** start ARTICLE **

Windows Discovery Troubleshooting
1. Windows Server 2008R2 - TLS issue ansible connection
Issue:
Win_ping to windows 2008 R2 host machine
Ansible version:-
ansible 2.9.4
config file = /etc/ansible/ansible.cfg configured module search path = ['/root/.ansible/plugins/modules', '/usr/share/ansible/plugins/modules'] ansible python module location = /usr/local/lib/python3.6/site-packages/ansible executable location = /usr/local/bin/ansible python version = 3.6.8 (default, Oct 11 2019, 15:04:54) [GCC 8.3.1 20190507 (Red Hat 8.3.1-4)]
Result:
192.152.1.21 | UNREACHABLE! => {
"changed": false,
"msg": "basic: HTTPSConnectionPool(host='192.152.1.21', port=5986): Max retries exceeded with url: /wsman (Caused by SSLError(SSLError(1, '[SSL: UNSUPPORTED_PROTOCOL] unsupported protocol (_ssl.c:897)'),))",
"unreachable": true
}
Expected Result:
192.152.1.21 | SUCCESS => {
"changed": false,
"ping": "pong"

** end ARTICLE **
** start RECORDS SUPPLIED **

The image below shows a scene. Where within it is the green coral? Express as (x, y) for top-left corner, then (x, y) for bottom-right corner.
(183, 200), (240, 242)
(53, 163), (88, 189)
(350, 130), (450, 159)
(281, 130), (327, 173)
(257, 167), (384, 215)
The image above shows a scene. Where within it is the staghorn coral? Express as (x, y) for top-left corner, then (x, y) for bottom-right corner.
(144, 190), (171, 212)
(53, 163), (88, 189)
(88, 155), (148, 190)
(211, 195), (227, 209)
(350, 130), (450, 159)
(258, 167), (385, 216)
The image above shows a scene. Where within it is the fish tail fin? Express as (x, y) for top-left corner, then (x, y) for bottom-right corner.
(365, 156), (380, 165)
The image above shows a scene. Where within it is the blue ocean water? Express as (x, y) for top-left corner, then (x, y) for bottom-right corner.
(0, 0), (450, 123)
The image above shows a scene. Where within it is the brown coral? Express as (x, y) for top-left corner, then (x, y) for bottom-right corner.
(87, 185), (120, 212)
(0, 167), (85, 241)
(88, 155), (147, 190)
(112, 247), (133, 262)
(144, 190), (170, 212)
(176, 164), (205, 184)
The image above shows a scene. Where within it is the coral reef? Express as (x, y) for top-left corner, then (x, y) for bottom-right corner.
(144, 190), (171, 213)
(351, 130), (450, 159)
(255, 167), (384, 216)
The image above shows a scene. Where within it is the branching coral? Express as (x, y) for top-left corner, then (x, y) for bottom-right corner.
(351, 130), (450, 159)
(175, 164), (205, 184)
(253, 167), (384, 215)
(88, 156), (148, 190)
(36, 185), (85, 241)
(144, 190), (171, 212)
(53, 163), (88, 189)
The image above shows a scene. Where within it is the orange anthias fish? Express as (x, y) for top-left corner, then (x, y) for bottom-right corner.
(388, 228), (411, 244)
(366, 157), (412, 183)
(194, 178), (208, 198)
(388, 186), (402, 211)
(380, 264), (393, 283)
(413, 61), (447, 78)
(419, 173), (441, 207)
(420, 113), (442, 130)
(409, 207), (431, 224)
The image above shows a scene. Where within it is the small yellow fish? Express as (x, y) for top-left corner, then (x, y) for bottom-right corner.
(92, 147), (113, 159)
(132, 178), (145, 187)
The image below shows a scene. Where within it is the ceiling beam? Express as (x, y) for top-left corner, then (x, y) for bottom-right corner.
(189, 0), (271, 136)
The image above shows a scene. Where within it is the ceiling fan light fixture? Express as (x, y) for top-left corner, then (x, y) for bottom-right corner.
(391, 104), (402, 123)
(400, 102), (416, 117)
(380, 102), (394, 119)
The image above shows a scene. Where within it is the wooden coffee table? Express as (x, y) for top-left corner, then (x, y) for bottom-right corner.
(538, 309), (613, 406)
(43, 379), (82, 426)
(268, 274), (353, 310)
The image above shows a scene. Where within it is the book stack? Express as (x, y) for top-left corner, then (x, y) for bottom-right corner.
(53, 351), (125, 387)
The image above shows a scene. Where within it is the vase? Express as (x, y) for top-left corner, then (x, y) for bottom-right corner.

** end RECORDS SUPPLIED **

PROMPT
Can you continue the Windows discovery troubleshooting text from the point where it stops?

RESPONSE TO THE TASK
}
Points to Note: 1. This has nothing to do with certificate validation. 2. If it had been, you would have gotten a completely separate error message saying something like "certificate verify error" or something similar. 3. This is an error that Python/OpenSSL reports when it cannot negotiate a common TLS protocol between the itself and the Windows server. 4. You can run the following to try and get some more info
ANSIBLE_PYTHON=$(head -1 $(which ansible) | cut -c 3-)
echo $ANSIBLE_PYTHON # Used to just display what Python Ansible is using
$ANSIBLE_PYTHON --version
Make sure both match, if they don't then the openssl binary is at a different path and these tests won't indicate anything
$ANSIBLE_PYTHON -c "import ssl; print(ssl.OPENSSL_VERSION)"
openssl version
openssl s_client -connect hostname:5986
Prints a list of ciphers and the protocols that the openssl supports, once again the binary should be the one Python is compiled against.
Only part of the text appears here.